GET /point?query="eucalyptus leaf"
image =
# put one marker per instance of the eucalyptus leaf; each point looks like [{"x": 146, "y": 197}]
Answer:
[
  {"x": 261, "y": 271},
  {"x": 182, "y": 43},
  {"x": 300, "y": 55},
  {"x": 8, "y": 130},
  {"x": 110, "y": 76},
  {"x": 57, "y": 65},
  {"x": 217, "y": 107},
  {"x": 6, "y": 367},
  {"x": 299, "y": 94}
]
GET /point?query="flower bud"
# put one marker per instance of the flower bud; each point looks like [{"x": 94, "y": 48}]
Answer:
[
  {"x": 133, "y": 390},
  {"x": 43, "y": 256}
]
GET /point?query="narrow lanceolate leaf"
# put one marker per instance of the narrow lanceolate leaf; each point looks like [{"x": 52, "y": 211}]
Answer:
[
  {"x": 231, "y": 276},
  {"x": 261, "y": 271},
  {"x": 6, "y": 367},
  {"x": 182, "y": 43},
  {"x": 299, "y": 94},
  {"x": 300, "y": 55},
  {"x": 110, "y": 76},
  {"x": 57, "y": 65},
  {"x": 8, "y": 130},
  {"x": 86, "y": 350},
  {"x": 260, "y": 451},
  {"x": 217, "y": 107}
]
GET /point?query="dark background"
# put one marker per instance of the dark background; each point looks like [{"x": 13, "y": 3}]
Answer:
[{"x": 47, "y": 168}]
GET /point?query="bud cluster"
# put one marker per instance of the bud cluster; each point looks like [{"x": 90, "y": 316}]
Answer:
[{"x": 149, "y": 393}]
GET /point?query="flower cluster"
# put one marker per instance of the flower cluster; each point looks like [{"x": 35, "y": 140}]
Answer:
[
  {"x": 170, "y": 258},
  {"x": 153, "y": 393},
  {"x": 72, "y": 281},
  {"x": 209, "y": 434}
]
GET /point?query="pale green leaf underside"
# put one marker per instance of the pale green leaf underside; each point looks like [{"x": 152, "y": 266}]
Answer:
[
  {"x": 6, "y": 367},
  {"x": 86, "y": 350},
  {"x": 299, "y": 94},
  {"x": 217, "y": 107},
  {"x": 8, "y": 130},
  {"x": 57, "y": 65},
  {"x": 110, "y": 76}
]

......

*Your goal:* Rewrite all the items above, replacing "one marker per instance" with "a single marker on each instance" and leaving everything else unchanged.

*Full response:*
GET /point?query="eucalyptus leaf"
image =
# put a single marker on each instance of the eucalyptus leaf; each point looks like [{"x": 146, "y": 197}]
Answer:
[
  {"x": 261, "y": 271},
  {"x": 182, "y": 43},
  {"x": 300, "y": 55},
  {"x": 8, "y": 130},
  {"x": 110, "y": 76},
  {"x": 57, "y": 65},
  {"x": 217, "y": 107},
  {"x": 6, "y": 367},
  {"x": 299, "y": 94}
]
GET /point?query="flower bud"
# put a single marker on each instance of the flower bud; each point looks like [{"x": 94, "y": 48}]
Answer:
[
  {"x": 133, "y": 390},
  {"x": 43, "y": 256}
]
GET /point?query="narrow lanceolate leaf"
# put a single marker on each instance of the narrow lanceolate leaf; each point looks like [{"x": 52, "y": 211}]
Answer:
[
  {"x": 231, "y": 276},
  {"x": 261, "y": 271},
  {"x": 6, "y": 367},
  {"x": 182, "y": 43},
  {"x": 299, "y": 94},
  {"x": 300, "y": 55},
  {"x": 110, "y": 76},
  {"x": 57, "y": 65},
  {"x": 8, "y": 130},
  {"x": 86, "y": 350},
  {"x": 260, "y": 451},
  {"x": 217, "y": 107}
]
GET /point?query="dark background"
# put a single marker on each instance of the dark background; each point looks like [{"x": 13, "y": 3}]
Answer:
[{"x": 47, "y": 168}]
GET /point?query="bud cluster"
# put a single marker on each instance of the bud cluster; each point looks like [{"x": 90, "y": 316}]
Answer:
[{"x": 149, "y": 393}]
GET /point?query="flower cluster"
# put a single marker on each instance of the flower cluster; each point looks like [{"x": 35, "y": 140}]
Answer:
[
  {"x": 170, "y": 258},
  {"x": 153, "y": 393},
  {"x": 72, "y": 281},
  {"x": 209, "y": 434}
]
GET /point?query="pale green leaf underside"
# put a single marker on each instance of the pale green leaf underside; each point looks like [{"x": 152, "y": 266}]
Answer:
[
  {"x": 6, "y": 367},
  {"x": 86, "y": 350},
  {"x": 299, "y": 94},
  {"x": 217, "y": 107},
  {"x": 8, "y": 130},
  {"x": 57, "y": 65},
  {"x": 110, "y": 76}
]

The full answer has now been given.